• DOCUMENT EXCERPT:
--- START ---

Facial Muscles Offer Insight into Duchenne Muscular Dystrophy


Researchers explore why ocular and facial muscles are spared in patients with Duchenne muscular dystrophy.

Biochemical and physiological characteristics of a group of muscles that control the eyelids called orbicularis oculi were examined during a recent study on Duchenne muscular dystrophy.

The study, published in The Journal of General Physiology, used healthy human muscle cell cultures and differentiated human myotubes grown on glass coverslips.

Researchers examined the excitation-contraction coupling (ECC) process and calcium homeostasis in the orbicularis oculi, extraocular muscles, and the quadriceps.

The ECC process uses an electrical signal that is converted into a chemical signal, causing a muscle contraction. The results of the study found that ECC machinery and calcium regulation of human orbicularis oculi were found to be more similar to quadriceps than the extraocular muscles.

--- END ---

• EXTRACTED INFORMATION:
--- START ---

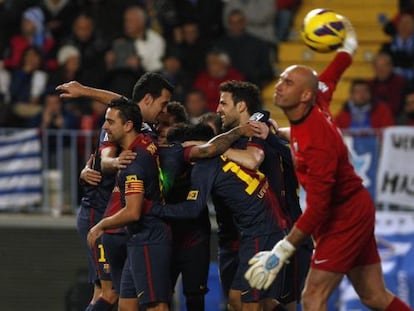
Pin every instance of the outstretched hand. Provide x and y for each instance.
(350, 43)
(72, 89)
(124, 159)
(265, 266)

--- END ---

• COMPLETE THE FOLLOWING:
A: In the article on facial muscles and Duchenne muscular dystrophy, reproduce the part that opens with the words "Facial Muscles Offer" and closes with "and the quadriceps.", renaming "orbicularis oculi" to "eyelid muscles" throughout.
B: List the three muscles or muscle groups whose excitation-contraction coupling and calcium homeostasis the researchers examined, according to the article on facial muscles and Duchenne muscular dystrophy.

• LIST OF SOLUTIONS:
A:
Facial Muscles Offer Insight into Duchenne Muscular Dystrophy


Researchers explore why ocular and facial muscles are spared in patients with Duchenne muscular dystrophy.

Biochemical and physiological characteristics of a group of muscles that control the eyelids called eyelid muscles were examined during a recent study on Duchenne muscular dystrophy.

The study, published in The Journal of General Physiology, used healthy human muscle cell cultures and differentiated human myotubes grown on glass coverslips.

Researchers examined the excitation-contraction coupling (ECC) process and calcium homeostasis in the eyelid muscles, extraocular muscles, and the quadriceps.

B:
- Orbicularis oculi
- Extraocular muscles
- Quadriceps